**STATED EXERCISE**
Return the whole listing, line for line, without the pictures in it.

Pointing dataset records
######
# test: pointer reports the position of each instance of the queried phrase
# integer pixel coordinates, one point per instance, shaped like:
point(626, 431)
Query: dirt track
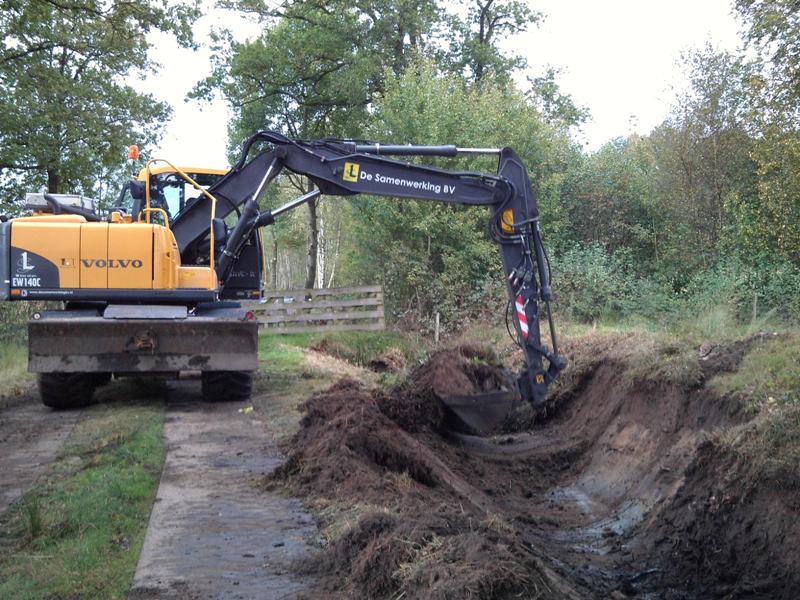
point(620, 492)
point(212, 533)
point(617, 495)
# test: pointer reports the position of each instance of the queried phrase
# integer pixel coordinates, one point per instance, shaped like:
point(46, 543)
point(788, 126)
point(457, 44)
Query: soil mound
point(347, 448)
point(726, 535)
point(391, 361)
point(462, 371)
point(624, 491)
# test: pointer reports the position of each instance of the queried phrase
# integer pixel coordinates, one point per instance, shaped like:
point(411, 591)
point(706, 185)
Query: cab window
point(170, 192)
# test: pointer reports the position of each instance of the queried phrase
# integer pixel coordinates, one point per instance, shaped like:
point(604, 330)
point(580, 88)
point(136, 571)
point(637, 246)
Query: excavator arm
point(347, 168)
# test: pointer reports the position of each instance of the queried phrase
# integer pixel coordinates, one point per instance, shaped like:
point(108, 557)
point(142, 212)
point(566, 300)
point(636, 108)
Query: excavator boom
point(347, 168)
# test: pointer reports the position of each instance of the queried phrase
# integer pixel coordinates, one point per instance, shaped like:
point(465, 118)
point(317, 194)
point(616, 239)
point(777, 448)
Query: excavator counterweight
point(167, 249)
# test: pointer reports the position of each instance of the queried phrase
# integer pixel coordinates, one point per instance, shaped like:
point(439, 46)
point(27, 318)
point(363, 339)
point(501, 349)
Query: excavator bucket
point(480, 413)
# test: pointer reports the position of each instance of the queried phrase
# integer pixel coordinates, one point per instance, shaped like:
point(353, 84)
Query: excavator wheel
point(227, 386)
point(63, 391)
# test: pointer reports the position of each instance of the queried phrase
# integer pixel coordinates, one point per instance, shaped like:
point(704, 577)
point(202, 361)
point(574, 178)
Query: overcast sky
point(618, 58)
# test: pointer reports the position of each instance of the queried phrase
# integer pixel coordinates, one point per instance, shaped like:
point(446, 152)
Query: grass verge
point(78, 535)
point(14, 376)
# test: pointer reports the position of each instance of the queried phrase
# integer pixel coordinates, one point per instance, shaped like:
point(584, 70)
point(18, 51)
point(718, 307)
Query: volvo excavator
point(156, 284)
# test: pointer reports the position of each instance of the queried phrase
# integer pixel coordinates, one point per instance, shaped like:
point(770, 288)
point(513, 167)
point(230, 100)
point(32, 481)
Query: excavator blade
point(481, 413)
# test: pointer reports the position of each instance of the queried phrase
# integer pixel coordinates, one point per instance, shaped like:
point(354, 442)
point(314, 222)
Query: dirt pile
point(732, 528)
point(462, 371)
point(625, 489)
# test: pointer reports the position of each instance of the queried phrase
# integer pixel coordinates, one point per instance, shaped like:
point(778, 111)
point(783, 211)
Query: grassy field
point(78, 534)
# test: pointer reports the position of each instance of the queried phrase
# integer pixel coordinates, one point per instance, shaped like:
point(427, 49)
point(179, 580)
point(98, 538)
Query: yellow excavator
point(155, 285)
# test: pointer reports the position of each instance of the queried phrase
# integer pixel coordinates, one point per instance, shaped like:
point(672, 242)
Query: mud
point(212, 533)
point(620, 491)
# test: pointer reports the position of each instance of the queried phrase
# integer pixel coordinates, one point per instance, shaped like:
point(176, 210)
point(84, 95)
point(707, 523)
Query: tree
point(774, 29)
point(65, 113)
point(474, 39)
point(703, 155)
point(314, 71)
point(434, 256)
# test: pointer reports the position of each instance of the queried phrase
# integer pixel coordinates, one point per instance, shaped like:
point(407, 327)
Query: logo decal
######
**RIGHT ANSWER**
# test: pointer reports the position of each instance of the queried phrase
# integer pixel coordinates, one point per instance, shaped like:
point(626, 431)
Query: dirt track
point(620, 492)
point(212, 533)
point(617, 495)
# test: pointer reports the position of each instance of the queried phrase
# integer pixel coordinates, one point per instance, shaped like:
point(46, 543)
point(788, 126)
point(457, 44)
Query: soil mound
point(347, 448)
point(726, 535)
point(391, 361)
point(462, 371)
point(624, 491)
# test: pointer reports the position of each instance of the queried phrase
# integer pixel coordinates, one point per instance, shaped like:
point(411, 591)
point(706, 185)
Query: cab window
point(170, 192)
# test: pointer reports the position of each instance of the queried phrase
# integer pixel coordinates, one point per instance, shaped like:
point(604, 330)
point(580, 88)
point(136, 571)
point(637, 246)
Query: excavator arm
point(347, 168)
# test: pointer reports the position of each instance of the queried phrase
# integer pixel coordinates, one point per instance, shaped like:
point(108, 557)
point(142, 212)
point(566, 300)
point(636, 108)
Query: excavator boom
point(347, 168)
# test: pointer reports the position of each instance of the queried phrase
# integer pixel coordinates, one point per instance, shaped like:
point(465, 118)
point(317, 194)
point(616, 239)
point(777, 448)
Query: excavator counterweight
point(167, 249)
# test: pointer reports the position of each instance of the queried phrase
# integer pixel coordinates, one point per instance, shaped like:
point(439, 46)
point(27, 318)
point(363, 339)
point(501, 349)
Query: excavator bucket
point(480, 413)
# test: pointer reports the position of each instance of the queried phrase
# integer pixel coordinates, one point per instance, shaped like:
point(353, 84)
Query: excavator wheel
point(227, 386)
point(63, 391)
# test: pointer reports the position of each instance of the queried phrase
# integer pixel coordinates, one point per instance, shaped like:
point(704, 577)
point(202, 361)
point(574, 178)
Query: overcast sky
point(618, 58)
# test: pointer reports the position of each instance of the queried phrase
# integer pixel coordinates, one point per instance, shaped like:
point(446, 152)
Query: grass verge
point(78, 535)
point(14, 376)
# test: pointer reports the position of each instance of the queried phrase
# integer pixel coordinates, one point per instance, shaped like:
point(584, 70)
point(18, 51)
point(718, 307)
Query: volvo excavator
point(156, 284)
# test: pointer reports the position of each instance of the queried phrase
# integer pixel coordinates, one point per instance, shaped like:
point(770, 288)
point(513, 167)
point(230, 100)
point(32, 481)
Query: excavator blade
point(481, 413)
# test: pointer reports the position of each instance of the queried phrase
# integer pixel coordinates, one point per instance, shaped like:
point(354, 442)
point(314, 222)
Query: dirt pile
point(732, 528)
point(462, 371)
point(625, 489)
# test: pointer reports the position of each instance of the queried phrase
# integer pixel coordinates, one point per instance, shaped like:
point(778, 111)
point(783, 211)
Query: grassy field
point(78, 534)
# test: pointer reports the position of each instance of the queried phrase
# integer pixel coordinates, one point per instance, shaped like:
point(427, 49)
point(179, 580)
point(98, 538)
Query: yellow excavator
point(155, 285)
# test: pointer reports the position of each instance of the queried phrase
# integer pixel coordinates, one point per instance, shaped like:
point(672, 242)
Query: mud
point(212, 533)
point(620, 491)
# test: pointer reports the position of each instance of the queried phrase
# integer pixel coordinates, one point per instance, shaped like:
point(176, 210)
point(84, 95)
point(707, 523)
Query: tree
point(774, 29)
point(65, 113)
point(474, 39)
point(703, 155)
point(314, 71)
point(434, 256)
# test: pointer reports the position of each instance of the queried phrase
# integer pixel coordinates, one point per instance, shaped like:
point(407, 327)
Query: logo decal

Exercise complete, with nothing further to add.